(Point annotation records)
** Begin **

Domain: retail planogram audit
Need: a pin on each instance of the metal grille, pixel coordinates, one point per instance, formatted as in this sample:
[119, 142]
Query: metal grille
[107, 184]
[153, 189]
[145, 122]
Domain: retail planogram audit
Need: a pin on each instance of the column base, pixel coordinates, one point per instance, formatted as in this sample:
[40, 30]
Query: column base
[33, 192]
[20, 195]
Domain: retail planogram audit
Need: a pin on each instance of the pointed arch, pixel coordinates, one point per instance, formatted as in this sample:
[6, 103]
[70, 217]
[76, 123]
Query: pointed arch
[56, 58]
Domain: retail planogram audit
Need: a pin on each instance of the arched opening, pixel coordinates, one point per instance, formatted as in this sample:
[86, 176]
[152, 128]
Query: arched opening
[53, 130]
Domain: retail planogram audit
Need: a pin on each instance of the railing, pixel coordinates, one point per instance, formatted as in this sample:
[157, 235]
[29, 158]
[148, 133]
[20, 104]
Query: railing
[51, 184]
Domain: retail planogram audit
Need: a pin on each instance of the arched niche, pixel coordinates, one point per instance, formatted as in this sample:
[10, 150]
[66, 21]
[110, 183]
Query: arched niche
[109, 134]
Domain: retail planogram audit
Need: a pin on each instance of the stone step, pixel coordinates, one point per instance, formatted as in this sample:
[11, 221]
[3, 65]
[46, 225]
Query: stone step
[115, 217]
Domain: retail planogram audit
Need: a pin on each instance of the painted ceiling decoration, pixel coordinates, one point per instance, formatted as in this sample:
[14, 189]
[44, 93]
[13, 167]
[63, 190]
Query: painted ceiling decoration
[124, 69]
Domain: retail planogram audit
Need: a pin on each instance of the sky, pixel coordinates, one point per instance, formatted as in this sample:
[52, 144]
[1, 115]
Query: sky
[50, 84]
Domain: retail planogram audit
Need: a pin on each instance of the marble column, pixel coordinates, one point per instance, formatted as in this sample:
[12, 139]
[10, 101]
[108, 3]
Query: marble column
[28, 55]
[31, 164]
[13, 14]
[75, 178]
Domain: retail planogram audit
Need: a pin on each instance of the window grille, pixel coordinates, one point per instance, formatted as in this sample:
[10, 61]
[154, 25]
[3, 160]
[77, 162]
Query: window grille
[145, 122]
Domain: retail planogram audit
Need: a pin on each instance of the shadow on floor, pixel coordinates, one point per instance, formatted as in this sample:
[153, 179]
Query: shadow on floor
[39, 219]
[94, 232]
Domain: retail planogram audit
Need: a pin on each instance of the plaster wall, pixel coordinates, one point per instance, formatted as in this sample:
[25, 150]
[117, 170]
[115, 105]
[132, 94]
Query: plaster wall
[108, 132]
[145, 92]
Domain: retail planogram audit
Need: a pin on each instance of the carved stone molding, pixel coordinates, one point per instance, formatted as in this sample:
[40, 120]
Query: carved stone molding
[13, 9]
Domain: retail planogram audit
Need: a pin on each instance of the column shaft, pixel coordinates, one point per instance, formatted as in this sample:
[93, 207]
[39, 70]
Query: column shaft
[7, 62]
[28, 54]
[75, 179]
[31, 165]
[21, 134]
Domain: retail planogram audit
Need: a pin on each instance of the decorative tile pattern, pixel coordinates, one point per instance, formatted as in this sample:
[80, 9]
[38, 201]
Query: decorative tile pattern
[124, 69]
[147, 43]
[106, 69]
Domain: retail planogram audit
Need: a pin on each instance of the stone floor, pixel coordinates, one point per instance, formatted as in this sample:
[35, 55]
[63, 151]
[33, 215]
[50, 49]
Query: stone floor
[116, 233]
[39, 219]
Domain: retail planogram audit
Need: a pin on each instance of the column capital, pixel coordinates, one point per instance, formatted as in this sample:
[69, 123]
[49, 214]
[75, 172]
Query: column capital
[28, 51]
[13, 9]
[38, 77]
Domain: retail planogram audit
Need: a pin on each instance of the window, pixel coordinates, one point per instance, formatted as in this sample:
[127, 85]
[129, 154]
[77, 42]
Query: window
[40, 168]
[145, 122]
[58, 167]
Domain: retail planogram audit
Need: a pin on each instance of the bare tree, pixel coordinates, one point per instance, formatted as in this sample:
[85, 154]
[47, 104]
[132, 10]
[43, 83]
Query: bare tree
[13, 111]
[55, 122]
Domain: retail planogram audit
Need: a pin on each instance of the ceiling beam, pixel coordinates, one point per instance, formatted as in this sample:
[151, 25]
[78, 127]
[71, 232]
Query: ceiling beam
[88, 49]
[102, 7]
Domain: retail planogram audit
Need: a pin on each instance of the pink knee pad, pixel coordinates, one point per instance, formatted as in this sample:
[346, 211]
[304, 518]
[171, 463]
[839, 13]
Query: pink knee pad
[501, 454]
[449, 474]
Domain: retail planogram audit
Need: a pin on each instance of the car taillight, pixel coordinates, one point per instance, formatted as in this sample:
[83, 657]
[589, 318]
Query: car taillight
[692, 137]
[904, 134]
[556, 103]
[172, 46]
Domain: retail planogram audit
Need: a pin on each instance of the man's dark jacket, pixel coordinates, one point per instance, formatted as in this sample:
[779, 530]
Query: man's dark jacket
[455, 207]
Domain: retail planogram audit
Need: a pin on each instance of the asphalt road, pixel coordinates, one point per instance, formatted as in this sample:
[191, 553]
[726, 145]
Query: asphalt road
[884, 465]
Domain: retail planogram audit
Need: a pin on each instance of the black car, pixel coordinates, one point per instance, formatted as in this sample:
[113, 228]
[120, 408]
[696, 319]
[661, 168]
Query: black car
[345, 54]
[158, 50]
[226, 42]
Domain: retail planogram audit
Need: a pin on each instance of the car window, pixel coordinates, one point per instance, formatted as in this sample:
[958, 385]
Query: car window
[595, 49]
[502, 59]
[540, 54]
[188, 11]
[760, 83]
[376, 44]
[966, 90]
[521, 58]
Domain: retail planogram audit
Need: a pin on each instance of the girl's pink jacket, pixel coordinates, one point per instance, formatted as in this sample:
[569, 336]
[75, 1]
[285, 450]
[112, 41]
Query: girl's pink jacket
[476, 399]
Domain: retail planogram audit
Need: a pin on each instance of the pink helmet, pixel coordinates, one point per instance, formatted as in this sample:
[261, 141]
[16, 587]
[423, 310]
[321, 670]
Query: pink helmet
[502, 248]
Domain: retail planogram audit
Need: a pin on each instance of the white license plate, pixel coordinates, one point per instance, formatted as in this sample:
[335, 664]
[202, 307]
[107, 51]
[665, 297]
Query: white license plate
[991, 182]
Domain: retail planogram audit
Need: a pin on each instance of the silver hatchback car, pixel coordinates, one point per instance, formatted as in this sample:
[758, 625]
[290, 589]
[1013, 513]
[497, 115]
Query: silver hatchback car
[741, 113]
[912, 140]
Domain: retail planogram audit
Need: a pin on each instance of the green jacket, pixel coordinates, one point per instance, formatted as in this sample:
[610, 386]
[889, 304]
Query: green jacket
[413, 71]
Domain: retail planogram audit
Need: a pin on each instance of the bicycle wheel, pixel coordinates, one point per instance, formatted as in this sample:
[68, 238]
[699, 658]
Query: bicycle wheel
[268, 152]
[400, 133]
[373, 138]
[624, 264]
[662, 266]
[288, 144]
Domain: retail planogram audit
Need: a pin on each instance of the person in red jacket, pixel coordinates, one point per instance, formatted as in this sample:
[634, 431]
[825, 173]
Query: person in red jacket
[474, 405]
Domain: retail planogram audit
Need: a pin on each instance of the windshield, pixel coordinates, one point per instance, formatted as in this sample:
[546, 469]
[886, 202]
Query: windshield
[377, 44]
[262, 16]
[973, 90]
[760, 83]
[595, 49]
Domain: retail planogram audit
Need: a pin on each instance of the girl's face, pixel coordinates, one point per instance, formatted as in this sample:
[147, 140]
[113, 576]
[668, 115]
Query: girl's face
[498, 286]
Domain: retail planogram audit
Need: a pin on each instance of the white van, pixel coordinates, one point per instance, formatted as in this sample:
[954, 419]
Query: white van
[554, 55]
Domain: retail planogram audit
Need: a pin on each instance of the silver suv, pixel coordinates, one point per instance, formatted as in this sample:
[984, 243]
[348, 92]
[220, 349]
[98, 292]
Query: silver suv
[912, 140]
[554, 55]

** End **

AIM OF THE TASK
Pull out every line in the records above that contains the string "bicycle", and copy each one in full.

WRITTEN SOLUTION
Need: a pin on each instance of the bicycle wheel, pixel coordinates, one point per instance, formatted as in this sample:
Query: bicycle wheel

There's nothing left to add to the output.